"Avete fatto caso che gli unici roghi della storia riguardano libri e streghe?"

 

Non dimentichiamo chi è indimenticabile

 

Mauro Curradi (1925-2005), pisano, è stato uno scrittore fuori dalla pazza folla, lontano dalle accademie, avulso da ogni etichetta. Uno di quelli che piacciono tanto al cacciatore di libri. Di lui il primo dato che balza agli occhi è lo straordinario nomadismo, i suoi viaggi, le lunghe permanenze all’estero dove ha insegnato nelle università locali e diretto vari istituti di cultura italiana. Da Stoccolma ad Addis Abeba, da Nuova Delhi a Tel Aviv, fino a Tunisi. Oltre a una lunga permanenza in Marocco.

Lo possiamo senz’altro definire come un nomade dell’intelletto, uno zingaro del sapere che ha percorso le vie non consuete, anzi, per lo più disprezzate dalla cultura mainstream. Un arabo tra gli arabi, un ebreo tra gli ebrei. Senza preconcetti, ma anche senza infatuazioni misere e sciocche. Non ha solo amato i popoli che ha frequentato, ma li ha odiati quando era il caso, sostenuti o contrastati a seconda di quello che facevano o di quello che dicevano. Come in effetti dovrebbe essere nell’esercizio dell’onestà intellettuale da parte di chiunque.

## Consegna 1:
Secondo il brano su Mauro Curradi, in quale paese lo scrittore ha avuto una lunga permanenza, oltre alle città nominate?
## Consegna 2:
Prosegui il brano su Mauro Curradi subito dopo l'ultima frase riportata.
I dati qui sotto non hanno alcun legame con il brano su Mauro Curradi.

## Sezione dati:

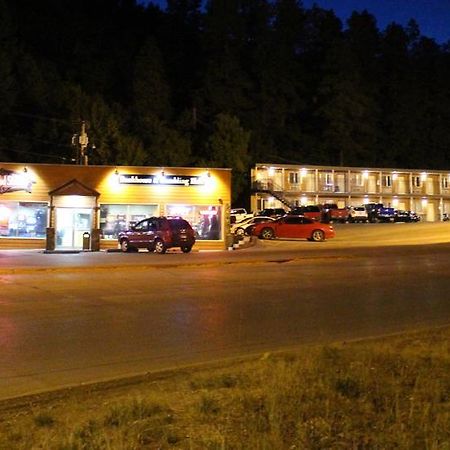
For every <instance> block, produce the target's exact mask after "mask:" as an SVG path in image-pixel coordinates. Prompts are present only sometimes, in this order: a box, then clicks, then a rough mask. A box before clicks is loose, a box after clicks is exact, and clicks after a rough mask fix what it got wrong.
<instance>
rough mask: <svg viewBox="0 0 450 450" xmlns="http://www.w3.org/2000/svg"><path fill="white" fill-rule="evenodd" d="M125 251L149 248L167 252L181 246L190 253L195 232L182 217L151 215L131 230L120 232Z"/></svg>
mask: <svg viewBox="0 0 450 450" xmlns="http://www.w3.org/2000/svg"><path fill="white" fill-rule="evenodd" d="M118 240H119V245H120V248H121V250H122V251H123V252H129V251H131V250H137V249H138V248H147V249H148V250H149V251H150V252H156V253H165V252H166V250H167V249H168V248H171V247H180V248H181V250H182V251H183V253H189V252H190V251H191V249H192V246H193V245H194V244H195V234H194V230H193V229H192V227H191V225H190V224H189V222H187V221H186V220H184V219H182V218H181V217H150V218H148V219H144V220H141V221H140V222H138V223H137V224H136V225H134V226H133V227H131V228H130V229H129V230H126V231H122V232H120V233H119V238H118Z"/></svg>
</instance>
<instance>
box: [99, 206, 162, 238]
mask: <svg viewBox="0 0 450 450" xmlns="http://www.w3.org/2000/svg"><path fill="white" fill-rule="evenodd" d="M152 216H159V206H158V205H101V206H100V229H101V233H102V238H103V239H117V236H118V234H119V233H120V232H121V231H123V230H126V229H128V228H130V227H131V226H133V225H134V224H136V223H137V222H139V221H140V220H142V219H145V218H147V217H152Z"/></svg>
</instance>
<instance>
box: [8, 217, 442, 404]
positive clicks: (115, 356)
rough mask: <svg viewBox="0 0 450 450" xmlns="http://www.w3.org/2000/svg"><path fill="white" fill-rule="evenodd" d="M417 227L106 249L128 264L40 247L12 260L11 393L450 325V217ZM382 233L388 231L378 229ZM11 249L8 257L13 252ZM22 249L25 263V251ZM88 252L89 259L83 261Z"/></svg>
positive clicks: (391, 227)
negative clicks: (140, 248)
mask: <svg viewBox="0 0 450 450" xmlns="http://www.w3.org/2000/svg"><path fill="white" fill-rule="evenodd" d="M419 225H420V224H419ZM397 229H400V228H394V226H392V227H390V228H384V229H382V231H379V230H381V228H372V229H371V230H372V231H370V229H369V228H367V230H369V231H367V233H368V235H367V236H368V237H366V238H365V239H367V244H369V243H370V244H373V242H374V239H370V236H371V235H372V236H374V235H377V234H378V233H384V234H383V235H384V236H385V237H384V238H383V239H387V240H388V241H389V240H392V239H394V238H393V237H392V236H393V233H394V230H397ZM411 229H412V228H409V227H404V228H401V232H399V236H398V238H397V239H398V240H399V241H402V243H403V244H407V245H394V246H390V247H381V246H379V245H377V246H372V247H363V246H357V245H355V242H356V241H357V240H358V238H357V237H356V236H355V234H351V235H348V237H347V239H348V245H345V238H344V237H342V239H343V241H341V242H339V241H338V239H336V241H335V243H332V241H330V242H325V243H322V244H312V243H309V242H279V241H277V242H269V243H262V244H261V245H258V246H257V247H255V248H253V249H248V250H245V251H242V252H223V253H208V254H197V255H195V254H193V255H190V256H191V257H192V258H190V259H189V255H182V254H173V255H151V254H145V253H140V254H137V255H136V254H135V255H104V254H103V255H97V256H96V258H109V257H112V258H113V259H115V258H121V261H124V260H126V259H127V258H128V257H131V259H130V260H127V263H126V264H118V263H117V262H111V261H113V260H112V259H111V260H108V261H107V263H109V264H110V265H109V266H108V264H107V263H101V264H100V263H98V262H97V263H94V262H89V261H92V260H89V261H88V260H86V259H84V260H79V259H77V257H79V256H80V257H81V258H86V257H87V258H89V256H90V255H36V254H35V253H33V255H32V258H28V261H29V260H30V259H33V258H34V257H36V259H35V260H34V262H33V264H31V267H32V268H33V270H31V271H30V270H28V269H29V268H30V265H28V266H27V264H26V263H25V262H22V265H21V264H18V265H17V267H19V268H20V269H24V270H18V271H16V272H14V271H11V268H12V266H11V263H10V265H9V266H8V265H7V264H4V265H3V272H1V271H0V281H1V283H2V286H1V288H2V289H1V297H0V307H1V311H2V314H1V315H0V348H1V350H2V351H1V353H0V398H7V397H12V396H17V395H22V394H26V393H31V392H37V391H41V390H48V389H53V388H56V387H62V386H67V385H74V384H79V383H87V382H91V381H98V380H100V379H109V378H114V377H122V376H127V375H131V374H136V373H141V372H145V371H149V370H158V369H161V368H167V367H174V366H176V365H183V364H191V363H197V362H204V361H211V360H214V359H220V358H225V357H230V356H237V355H244V354H249V353H252V352H260V351H268V350H276V349H280V348H284V347H288V346H295V345H299V344H304V343H310V342H329V341H334V340H343V339H353V338H360V337H366V336H374V335H380V334H386V333H392V332H398V331H402V330H406V329H416V328H420V327H424V326H429V325H443V324H448V323H450V301H449V300H450V295H449V292H450V268H449V264H448V262H449V256H450V243H445V240H446V238H445V236H446V233H448V231H450V227H448V228H444V229H443V230H444V231H443V235H442V236H443V237H441V238H439V239H438V241H439V242H441V243H436V244H430V245H411V244H412V243H414V242H411V241H416V240H417V239H419V240H420V241H421V242H426V241H427V238H426V236H427V233H428V234H429V236H430V239H431V241H432V242H434V240H435V239H436V238H435V236H436V235H437V234H439V233H438V232H437V231H436V230H438V228H434V230H435V233H431V232H428V230H429V229H430V228H429V227H425V228H423V230H422V237H421V238H418V236H417V234H418V231H420V228H414V229H412V230H413V232H412V233H409V234H411V236H410V238H409V239H406V238H405V235H406V234H408V233H405V232H406V231H407V230H411ZM440 229H441V228H439V230H440ZM348 230H351V229H350V228H345V229H343V231H342V232H341V233H340V235H341V236H343V235H345V233H347V232H348ZM359 230H363V229H362V228H361V229H359ZM395 232H396V233H397V231H395ZM359 233H362V232H359ZM419 234H420V233H419ZM350 238H352V239H350ZM402 239H403V240H402ZM377 240H378V241H379V242H383V240H382V237H381V235H380V234H378V237H377ZM447 240H448V241H450V239H448V237H447ZM0 254H1V255H2V256H1V257H0V260H2V259H3V260H4V258H6V257H8V255H11V253H8V252H6V253H5V252H1V253H0ZM5 255H6V256H5ZM14 255H16V257H17V259H16V263H18V262H19V260H23V258H24V255H25V256H26V253H25V254H24V253H23V252H22V253H15V254H14ZM28 256H29V254H28ZM186 256H188V258H185V257H186ZM42 257H47V258H48V257H56V258H62V260H63V261H64V264H56V265H54V266H51V268H49V267H50V266H49V265H48V262H46V261H48V260H44V262H42V260H41V263H40V264H37V261H38V259H39V258H42ZM66 257H67V258H66ZM69 258H72V260H70V259H69ZM144 258H145V262H144V263H142V261H143V260H144ZM172 258H173V259H172ZM181 258H183V259H182V260H181ZM179 260H180V261H181V263H180V262H179ZM54 261H56V260H54ZM80 261H81V263H80ZM83 261H88V263H86V264H87V267H88V270H82V268H83V267H84V264H82V262H83ZM105 261H106V259H105ZM136 261H137V262H136ZM29 264H30V263H29ZM73 265H76V266H78V269H77V270H72V269H71V266H73ZM61 267H63V269H64V267H65V270H59V269H58V268H61ZM95 267H101V268H103V269H101V270H98V269H95ZM39 268H40V269H41V270H37V269H39Z"/></svg>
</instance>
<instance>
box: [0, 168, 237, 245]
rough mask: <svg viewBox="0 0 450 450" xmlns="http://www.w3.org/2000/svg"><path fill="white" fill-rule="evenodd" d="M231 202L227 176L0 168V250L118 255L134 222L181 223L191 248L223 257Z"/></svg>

## Risposta attesa 1:
In Marocco.

## Risposta attesa 2:
In carriera ha pubblicato vari romanzi, ma – per sua stessa ammissione – gli è mancato il successo alla “Via col vento“, quello in grado di scalare le classifiche di apprezzamento, capace di attirare l’attenzione della critica e del lettore. Non che la cosa, in fondo, gli interessasse più di tanto. Ma solo per dire le cose come stanno.

 

La trilogia e la critica

 

Curradi è per lo più noto per la cosiddetta trilogia d’Africa, formata dai romanzi Via da me (Mondadori, 1970), Cera e oro (Ripatransone, Sestante, 1993) e Persona non grata (Brescia, L’Obliquo, 1997). Aveva comunque esordito – neanche trentenne –  con Gli ermellini (Roma, Ruiz e Carucci, 1954) per poi approdare in Mondadori con Schiaccia il serpente (1964).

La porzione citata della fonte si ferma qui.